◆ **WHAT THE TASK ASKS**: Copy the records below exactly as they appear.

## BEGIN THE INPUT

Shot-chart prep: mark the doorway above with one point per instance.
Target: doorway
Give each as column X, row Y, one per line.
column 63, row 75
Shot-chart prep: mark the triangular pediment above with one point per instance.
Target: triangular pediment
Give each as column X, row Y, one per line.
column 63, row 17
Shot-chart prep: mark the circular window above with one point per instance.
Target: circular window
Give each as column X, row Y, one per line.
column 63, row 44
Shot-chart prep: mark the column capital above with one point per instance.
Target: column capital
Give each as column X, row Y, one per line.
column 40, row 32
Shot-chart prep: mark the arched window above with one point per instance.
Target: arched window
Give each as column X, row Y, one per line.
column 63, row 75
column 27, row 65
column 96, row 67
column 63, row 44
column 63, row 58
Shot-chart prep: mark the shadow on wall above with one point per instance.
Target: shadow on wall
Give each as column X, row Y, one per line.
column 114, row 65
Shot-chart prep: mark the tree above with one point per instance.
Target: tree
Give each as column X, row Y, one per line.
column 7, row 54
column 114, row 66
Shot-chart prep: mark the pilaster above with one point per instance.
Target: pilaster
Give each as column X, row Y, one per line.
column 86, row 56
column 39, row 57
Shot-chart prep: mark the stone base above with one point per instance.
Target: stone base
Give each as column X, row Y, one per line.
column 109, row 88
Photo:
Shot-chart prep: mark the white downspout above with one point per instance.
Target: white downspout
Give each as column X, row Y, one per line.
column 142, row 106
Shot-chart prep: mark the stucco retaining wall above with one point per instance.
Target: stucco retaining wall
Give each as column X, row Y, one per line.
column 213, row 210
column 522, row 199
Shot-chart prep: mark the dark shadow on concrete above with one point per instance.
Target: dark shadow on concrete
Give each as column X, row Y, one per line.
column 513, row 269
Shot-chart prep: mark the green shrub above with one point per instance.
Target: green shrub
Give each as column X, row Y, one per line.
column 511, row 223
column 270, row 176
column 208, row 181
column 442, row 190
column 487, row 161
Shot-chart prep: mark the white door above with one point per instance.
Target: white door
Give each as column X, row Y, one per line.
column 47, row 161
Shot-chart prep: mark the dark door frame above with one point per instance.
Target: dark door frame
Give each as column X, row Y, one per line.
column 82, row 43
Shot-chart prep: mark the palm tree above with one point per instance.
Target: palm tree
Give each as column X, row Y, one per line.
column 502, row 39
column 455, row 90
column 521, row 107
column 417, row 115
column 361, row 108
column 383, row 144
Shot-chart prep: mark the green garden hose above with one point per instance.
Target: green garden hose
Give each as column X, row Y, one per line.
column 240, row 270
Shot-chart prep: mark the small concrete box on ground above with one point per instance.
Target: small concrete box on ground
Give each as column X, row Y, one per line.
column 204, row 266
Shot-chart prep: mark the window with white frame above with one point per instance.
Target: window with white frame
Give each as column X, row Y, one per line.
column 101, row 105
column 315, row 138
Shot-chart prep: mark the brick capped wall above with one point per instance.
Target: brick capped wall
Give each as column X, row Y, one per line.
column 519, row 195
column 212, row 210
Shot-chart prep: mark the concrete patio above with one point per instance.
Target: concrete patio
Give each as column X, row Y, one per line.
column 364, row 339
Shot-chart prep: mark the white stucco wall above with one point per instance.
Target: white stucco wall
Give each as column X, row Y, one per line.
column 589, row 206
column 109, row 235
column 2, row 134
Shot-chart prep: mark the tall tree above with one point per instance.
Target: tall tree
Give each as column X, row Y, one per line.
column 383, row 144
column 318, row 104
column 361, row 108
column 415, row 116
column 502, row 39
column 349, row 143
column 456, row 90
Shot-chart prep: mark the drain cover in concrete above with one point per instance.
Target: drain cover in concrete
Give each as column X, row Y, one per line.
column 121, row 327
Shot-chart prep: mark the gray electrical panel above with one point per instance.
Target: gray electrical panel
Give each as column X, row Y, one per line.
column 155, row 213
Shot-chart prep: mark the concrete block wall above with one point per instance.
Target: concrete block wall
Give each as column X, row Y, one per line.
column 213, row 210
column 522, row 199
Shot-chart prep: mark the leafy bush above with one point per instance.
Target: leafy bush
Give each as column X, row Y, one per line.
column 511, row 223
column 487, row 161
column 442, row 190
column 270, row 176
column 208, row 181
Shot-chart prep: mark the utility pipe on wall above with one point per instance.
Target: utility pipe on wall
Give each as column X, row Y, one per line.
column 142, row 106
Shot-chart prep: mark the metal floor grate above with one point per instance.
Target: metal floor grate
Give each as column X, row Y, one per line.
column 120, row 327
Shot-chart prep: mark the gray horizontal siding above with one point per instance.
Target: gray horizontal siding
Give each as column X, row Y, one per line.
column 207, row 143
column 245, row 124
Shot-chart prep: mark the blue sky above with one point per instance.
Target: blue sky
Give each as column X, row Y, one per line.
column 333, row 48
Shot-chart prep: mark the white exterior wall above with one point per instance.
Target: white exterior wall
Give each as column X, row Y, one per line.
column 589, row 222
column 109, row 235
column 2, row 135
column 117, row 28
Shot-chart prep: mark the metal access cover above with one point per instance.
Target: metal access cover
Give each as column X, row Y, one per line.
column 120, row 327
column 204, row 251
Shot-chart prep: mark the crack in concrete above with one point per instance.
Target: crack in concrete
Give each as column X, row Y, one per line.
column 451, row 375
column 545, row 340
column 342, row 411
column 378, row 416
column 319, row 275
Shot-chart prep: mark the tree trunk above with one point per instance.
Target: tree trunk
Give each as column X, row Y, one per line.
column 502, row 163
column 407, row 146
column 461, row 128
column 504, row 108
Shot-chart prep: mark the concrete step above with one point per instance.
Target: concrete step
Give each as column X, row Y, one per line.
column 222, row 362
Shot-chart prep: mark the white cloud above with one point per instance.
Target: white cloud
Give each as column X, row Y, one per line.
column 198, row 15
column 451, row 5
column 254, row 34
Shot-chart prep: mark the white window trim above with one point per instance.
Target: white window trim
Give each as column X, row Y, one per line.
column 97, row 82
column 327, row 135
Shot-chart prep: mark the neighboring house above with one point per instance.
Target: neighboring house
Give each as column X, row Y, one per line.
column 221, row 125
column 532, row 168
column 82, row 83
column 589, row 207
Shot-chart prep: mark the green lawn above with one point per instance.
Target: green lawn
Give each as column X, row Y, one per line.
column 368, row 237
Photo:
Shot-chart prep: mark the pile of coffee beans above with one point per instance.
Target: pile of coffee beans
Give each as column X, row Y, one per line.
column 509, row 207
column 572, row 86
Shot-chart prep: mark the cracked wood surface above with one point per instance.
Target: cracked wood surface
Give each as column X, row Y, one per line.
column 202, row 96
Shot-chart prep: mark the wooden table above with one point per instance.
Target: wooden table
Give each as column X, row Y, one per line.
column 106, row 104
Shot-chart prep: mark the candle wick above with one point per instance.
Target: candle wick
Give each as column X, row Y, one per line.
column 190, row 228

## END THE INPUT

◆ **EXPECTED ANSWER**:
Shot-chart prep: mark the doorway above with one point per instance.
Target: doorway
Give each as column X, row Y, one per line.
column 63, row 75
Shot-chart prep: mark the triangular pediment above with one point per instance.
Target: triangular pediment
Give each as column X, row Y, one per line.
column 63, row 17
Shot-chart prep: mark the circular window above with one point per instance.
Target: circular window
Give each as column X, row Y, one per line.
column 63, row 44
Shot-chart prep: mark the column capital above with one point per instance.
Target: column capital
Give each as column X, row Y, one per line.
column 40, row 32
Shot-chart prep: mark the arched window above with one point per instance.
Target: arched window
Give each as column X, row Y, one per line.
column 63, row 75
column 27, row 65
column 96, row 67
column 63, row 44
column 63, row 58
Shot-chart prep: mark the shadow on wall above with one point per instance.
Target: shadow on wall
Give each as column X, row Y, one per line.
column 114, row 65
Shot-chart prep: mark the tree above with one point per instance.
Target: tree
Give each as column X, row Y, one per line.
column 7, row 54
column 114, row 66
Shot-chart prep: mark the pilaster above with one point per instance.
Target: pilaster
Give each as column X, row Y, one per line.
column 86, row 56
column 39, row 57
Shot-chart prep: mark the stone base above with one point per instance.
Target: stone base
Give each as column X, row Y, one per line.
column 109, row 88
Photo:
Shot-chart prep: mark the white downspout above with one point per instance.
Target: white downspout
Give each as column X, row Y, one per line.
column 142, row 106
Shot-chart prep: mark the stucco retaining wall above with one point per instance.
Target: stucco retaining wall
Give each as column X, row Y, one per line.
column 213, row 210
column 522, row 199
Shot-chart prep: mark the dark shadow on concrete above with one point per instance.
Target: dark shadow on concrete
Give each as column X, row Y, one per line.
column 513, row 269
Shot-chart prep: mark the green shrub above with one point per instance.
Target: green shrub
Give each as column X, row Y, one per line.
column 511, row 223
column 270, row 176
column 208, row 181
column 442, row 190
column 487, row 161
Shot-chart prep: mark the white door above with one point per instance.
Target: white door
Give each as column X, row Y, one per line.
column 47, row 161
Shot-chart prep: mark the dark door frame above with one point per instance.
Target: dark door frame
Give each as column X, row Y, one per line.
column 82, row 43
Shot-chart prep: mark the palm tree above with one point per instance.
Target: palm tree
Give each as column X, row Y, one per line.
column 502, row 39
column 455, row 90
column 521, row 107
column 417, row 115
column 361, row 108
column 383, row 144
Shot-chart prep: mark the green garden hose above with one point per instance.
Target: green garden hose
Give each as column X, row Y, one per line.
column 240, row 270
Shot-chart prep: mark the small concrete box on ground above with one point per instance.
Target: small concrete box on ground
Give each as column X, row Y, one per line.
column 204, row 266
Shot-chart prep: mark the window with white frame above with one point per instance.
Target: window with white frame
Give each as column X, row Y, one per line.
column 101, row 105
column 315, row 138
Shot-chart prep: mark the brick capped wall above with one point per instance.
Target: brick capped wall
Give each as column X, row Y, one per line.
column 519, row 195
column 212, row 210
Shot-chart prep: mark the concrete patio above with one point per instance.
Target: concrete patio
Give each as column X, row Y, one per line.
column 364, row 339
Shot-chart prep: mark the white stucco wall above with one point per instance.
Target: white stucco wall
Give each as column X, row Y, one per line.
column 589, row 206
column 109, row 235
column 2, row 134
Shot-chart prep: mark the tall tree above with one point per instance.
Target: tall tree
Give each as column X, row Y, one per line.
column 383, row 144
column 318, row 104
column 361, row 108
column 415, row 116
column 502, row 39
column 349, row 143
column 456, row 90
Shot-chart prep: mark the drain cover in concrete above with one point per instance.
Target: drain cover in concrete
Give each as column X, row Y, one per line.
column 121, row 327
Shot-chart prep: mark the gray electrical panel above with one point per instance.
Target: gray electrical panel
Give each as column X, row Y, one per line.
column 155, row 213
Shot-chart prep: mark the concrete block wall above with one point per instance.
Target: concrete block wall
Give each as column X, row Y, one per line.
column 213, row 210
column 522, row 199
Shot-chart prep: mark the leafy bush above with one point per instance.
Target: leafy bush
Give each as column X, row Y, one per line.
column 511, row 223
column 487, row 161
column 442, row 190
column 270, row 176
column 208, row 181
Shot-chart prep: mark the utility pipe on wall above with one point per instance.
Target: utility pipe on wall
Give each as column X, row Y, one per line.
column 142, row 106
Shot-chart prep: mark the metal floor grate above with one point per instance.
Target: metal floor grate
Give each as column X, row Y, one per line.
column 120, row 327
Shot-chart prep: mark the gray horizontal siding above with one point per instance.
Target: gray horizontal siding
Give each as column X, row Y, one per line.
column 207, row 143
column 245, row 124
Shot-chart prep: mark the blue sky above with one point per instance.
Target: blue sky
Give each as column X, row Y, one per line.
column 333, row 48
Shot-chart prep: mark the white exterior wall above with one point per instance.
Target: white exterior wall
Give each as column X, row Y, one per line.
column 589, row 222
column 109, row 235
column 2, row 135
column 117, row 28
Shot-chart prep: mark the metal access cover above with one point per instance.
Target: metal access cover
Give each as column X, row Y, one per line.
column 120, row 327
column 204, row 251
Shot-chart prep: mark the crack in concrete above with one point per instance.
Target: crack in concrete
Give each as column X, row Y, one per line.
column 451, row 375
column 545, row 340
column 342, row 411
column 378, row 416
column 319, row 275
Shot-chart prep: mark the tree trunk above with one point per instance.
Target: tree trunk
Give each as column X, row Y, one per line.
column 502, row 163
column 407, row 146
column 461, row 128
column 504, row 108
Shot-chart prep: mark the concrete step above with one point per instance.
Target: concrete step
Give each as column X, row Y, one per line.
column 222, row 362
Shot-chart prep: mark the white cloud above with one point per instance.
Target: white cloud
Give each as column X, row Y, one per line.
column 198, row 15
column 451, row 5
column 254, row 34
Shot-chart prep: mark the white window trim above with one point per instance.
Target: white window trim
Give each as column X, row Y, one per line.
column 97, row 82
column 327, row 135
Shot-chart prep: mark the neighboring house above with one point per instance.
Target: neighboring house
Give each as column X, row Y, one per line.
column 221, row 125
column 532, row 168
column 82, row 83
column 589, row 207
Shot-chart prep: mark the green lawn above with one point per instance.
Target: green lawn
Give each as column X, row Y, one per line.
column 368, row 237
Photo:
Shot-chart prep: mark the pile of coffee beans above with one point per instance.
Target: pile of coffee beans
Give each as column X, row Y, one per line.
column 509, row 207
column 572, row 86
Shot-chart prep: mark the cracked wood surface above with one point per instance.
Target: cracked wood surface
Give each as column X, row Y, one per line.
column 202, row 96
Shot-chart prep: mark the wooden table above with one point per instance.
Target: wooden table
Give each as column X, row Y, one per line.
column 106, row 104
Shot-chart prep: mark the candle wick above with one point per instance.
Target: candle wick
Give each as column X, row Y, one per line.
column 190, row 228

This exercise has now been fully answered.